* TASK OBJECTIVE
Give the listing again exactly, omitting its images.

* INFORMATION PROVIDED

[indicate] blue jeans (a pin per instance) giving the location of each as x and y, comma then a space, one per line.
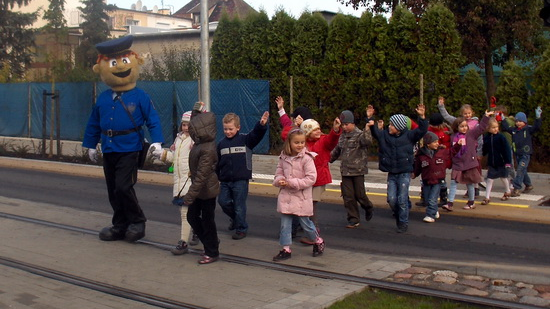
398, 196
285, 236
470, 189
430, 196
232, 199
522, 178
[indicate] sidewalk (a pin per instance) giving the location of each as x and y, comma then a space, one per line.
223, 284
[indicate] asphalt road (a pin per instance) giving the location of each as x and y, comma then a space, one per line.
459, 238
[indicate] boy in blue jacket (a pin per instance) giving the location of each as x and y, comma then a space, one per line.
522, 145
234, 169
396, 155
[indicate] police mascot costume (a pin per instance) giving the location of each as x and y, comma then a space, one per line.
117, 119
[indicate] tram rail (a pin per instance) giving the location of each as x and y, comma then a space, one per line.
304, 271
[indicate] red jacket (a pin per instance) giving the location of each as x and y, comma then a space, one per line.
432, 168
444, 135
323, 147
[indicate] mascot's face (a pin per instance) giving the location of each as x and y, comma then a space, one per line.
120, 73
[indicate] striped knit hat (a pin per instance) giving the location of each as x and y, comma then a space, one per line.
399, 121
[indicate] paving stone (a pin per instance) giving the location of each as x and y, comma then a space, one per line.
444, 279
527, 292
476, 278
504, 296
501, 282
524, 285
422, 276
503, 289
536, 301
402, 276
542, 288
474, 283
418, 270
445, 273
475, 292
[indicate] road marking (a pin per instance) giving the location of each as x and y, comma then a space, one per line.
370, 185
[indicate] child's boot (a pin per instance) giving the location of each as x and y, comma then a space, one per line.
470, 205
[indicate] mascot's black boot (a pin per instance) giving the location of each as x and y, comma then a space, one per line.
135, 231
111, 233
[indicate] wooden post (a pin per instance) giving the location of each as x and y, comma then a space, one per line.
421, 88
291, 99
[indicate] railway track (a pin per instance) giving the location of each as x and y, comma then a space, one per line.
168, 303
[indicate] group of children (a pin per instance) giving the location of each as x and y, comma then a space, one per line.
303, 168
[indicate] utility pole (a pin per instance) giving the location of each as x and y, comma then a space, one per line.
205, 57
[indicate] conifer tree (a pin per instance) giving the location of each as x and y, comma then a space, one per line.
370, 54
16, 39
541, 97
307, 58
511, 88
440, 54
339, 68
226, 49
254, 48
402, 65
470, 90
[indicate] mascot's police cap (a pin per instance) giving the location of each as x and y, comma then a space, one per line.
116, 47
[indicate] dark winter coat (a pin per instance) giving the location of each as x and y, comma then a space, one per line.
203, 159
522, 139
235, 154
497, 150
432, 165
396, 152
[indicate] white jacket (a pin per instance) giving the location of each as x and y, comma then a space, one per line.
180, 158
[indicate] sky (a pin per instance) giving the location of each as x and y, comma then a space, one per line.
293, 7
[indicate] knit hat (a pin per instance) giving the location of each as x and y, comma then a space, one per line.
521, 117
430, 137
309, 125
399, 121
347, 117
186, 117
302, 111
436, 119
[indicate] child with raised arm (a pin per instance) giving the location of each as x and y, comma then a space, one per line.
352, 150
234, 169
178, 155
499, 160
467, 112
464, 158
522, 144
322, 145
396, 155
431, 161
295, 176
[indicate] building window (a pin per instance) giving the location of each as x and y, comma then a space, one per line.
132, 22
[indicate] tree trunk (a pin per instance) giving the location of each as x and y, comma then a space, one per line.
490, 76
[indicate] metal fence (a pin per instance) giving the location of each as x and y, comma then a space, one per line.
32, 110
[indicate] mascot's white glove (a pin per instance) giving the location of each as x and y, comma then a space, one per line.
92, 154
156, 150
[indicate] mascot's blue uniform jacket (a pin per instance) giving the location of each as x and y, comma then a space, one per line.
109, 114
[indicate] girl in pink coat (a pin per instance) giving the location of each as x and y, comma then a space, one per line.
295, 177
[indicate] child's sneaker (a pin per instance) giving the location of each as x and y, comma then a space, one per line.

* THE SOLUTION
[indicate] blue jeans (a pin per instance) giving the location of each as x and y, comma then a space, one per line.
398, 196
285, 236
470, 189
430, 196
232, 199
522, 178
[indicate] sidewalk (a pin per instance) giving the location of each as x and y, comma then a space, one per line.
223, 284
[indicate] asphalt road (a pin per instance) giving the location of each as x and y, comma then a space, one per line.
459, 238
[indicate] boy in blue jacket (a pin per instance) giving the location of each as x and y, comma then a space, one per line.
522, 145
234, 169
396, 155
[indicate] police mascot costume (a pin per instance) giving the location of each as x and y, comma then a space, one per line.
117, 119
[indicate] tram rail (a pin per instance) giving the location of each as x and y, comma then a space, one per line.
304, 271
[indicate] red jacket (a pin per instance) giving the location of each as x and y, comma then a space, one per line.
432, 168
444, 135
323, 147
[indicate] mascot's face (a pin per instance) giving the location of each as x and y, comma then a space, one per line.
120, 73
[indicate] striped knit hat (a pin per instance) giving the location of each as x and y, comma then a space, one per line.
399, 121
[indicate] paving stone (a pin per instance) giving the location of each as x and y, comma then a space, one per line.
444, 279
527, 292
476, 278
504, 296
501, 282
524, 285
422, 276
503, 289
536, 301
402, 276
542, 288
474, 283
418, 270
445, 273
475, 292
[indicate] road marking (a pin per instance) giving the location of each as x and y, comma then a space, one per line.
370, 185
[indicate] child's boot (a pin per instance) giving the location of each as x and y, comma then a space, one per line.
470, 205
[indicate] mascot's black boot (a pin per instance) giving the location of each as x and y, comma then a space, one per line.
135, 231
111, 233
[indicate] wooden post (a pin per instance) giving the location of each as x and y, comma then a space, one per line.
421, 88
291, 99
[indicate] railway track (a pin per instance) giving the location of each as x and y, comma then a space, one per line.
168, 303
[indicate] group of children (a pin per instance) giving the location of each as x and y, comma then a space, one per line.
303, 168
[indicate] utility pole (a pin per instance) giving the location of each as x and y, comma then a space, one per line.
205, 57
[indicate] conifer tree (a pin per instance) giving the location of each as x and y, comma then a space, one per line.
370, 54
16, 39
541, 97
307, 58
511, 88
440, 54
339, 68
226, 49
254, 48
402, 65
470, 90
[indicate] mascot's police cap (a pin per instance) giving the location of each as x and y, comma then a space, one per line.
116, 47
[indicate] dark winter coat (a pin per instance) giving the location of each as x and y, comma then a space, one per line.
203, 159
522, 139
235, 154
497, 150
432, 165
396, 152
[indicate] white jacket (a pin per instance) giving the location of each as x and y, comma then a space, one per line.
180, 158
[indicate] sky (a pin per instance) giving the location of each as x and y, comma then a space, one per line.
293, 7
[indicate] knit hat (a pin per instance) giving the location of each as x and y, comma then a space, one per line.
521, 117
430, 137
309, 125
399, 121
347, 117
186, 117
302, 111
436, 119
[indicate] child with raised arm (a pin per instance) giving the location of each as x and y, comma then a space, one per line.
352, 150
234, 169
178, 155
499, 160
467, 112
464, 158
522, 144
322, 145
396, 155
431, 161
295, 176
[indicate] building window (a pin per instance) giving the location of each as x and y, comma then a space, one per line.
132, 22
[indicate] tree trunk (a pin per instance) giving the location of each as x and y, comma then a space, one per line.
490, 76
[indicate] metal fence (a pin per instance) giving the location of each as x and y, comma then a space, one per line.
32, 110
[indicate] mascot's white glove (a pin per instance) giving the location of each as x and y, comma then a space, one per line.
92, 154
156, 150
[indicate] mascot's blue uniform jacket (a pin per instance) giving the location of each as x and y, comma then a space, one per line.
109, 114
[indicate] girl in pink coat (a pin per instance) giving the location of each as x and y, comma then a space, one per line.
295, 177
[indicate] child's sneaker (a pin per instance) giving the location of each as x and y, comma then a space, one per line.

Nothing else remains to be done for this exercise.